Copy out every line of the records below word for word, leaving out the pictures.

[start STORED DATA]

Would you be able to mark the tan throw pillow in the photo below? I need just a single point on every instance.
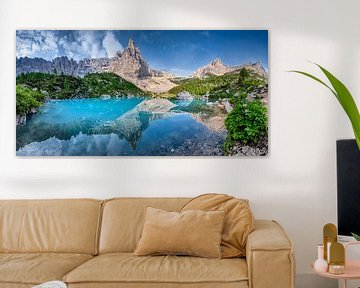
(196, 233)
(239, 220)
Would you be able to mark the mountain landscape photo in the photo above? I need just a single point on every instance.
(142, 93)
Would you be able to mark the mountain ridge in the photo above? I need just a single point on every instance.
(130, 65)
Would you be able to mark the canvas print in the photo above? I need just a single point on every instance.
(142, 93)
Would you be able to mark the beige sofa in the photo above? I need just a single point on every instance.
(89, 243)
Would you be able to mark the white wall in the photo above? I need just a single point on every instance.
(295, 184)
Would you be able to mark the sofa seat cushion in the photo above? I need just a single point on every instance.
(125, 267)
(36, 268)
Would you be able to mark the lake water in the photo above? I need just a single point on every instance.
(97, 127)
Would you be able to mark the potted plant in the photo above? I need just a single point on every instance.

[end STORED DATA]

CORRECT RESULT:
Would you be able to mark the tan throw pillow in the photo below? I need just a single point on every instance.
(196, 233)
(239, 220)
Would you be able to mark the mountain landscape photo in the photo above? I need just a single point on every instance.
(142, 93)
Would you be able to mark the mountain ridge in the photo above? I need just a single point on every instance.
(130, 65)
Would you be able to mark the canvas print in the photo above? I need just a single point on every instance.
(142, 93)
Would you be able to mark the beige sofa in the photo above? I need just a single point on every instance.
(89, 243)
Would you be able to mark the white wall in the photo above? I need just a single point on every instance.
(295, 184)
Would you be able to mark the sofa seat cushion in the photo above? I need just a single point on every instance.
(125, 267)
(36, 268)
Would you be able to mark the lake water in the photo above? I need just a single point on every instance.
(97, 127)
Would you be able to mark the potted plant in the photo above? I need just a single point on every instance.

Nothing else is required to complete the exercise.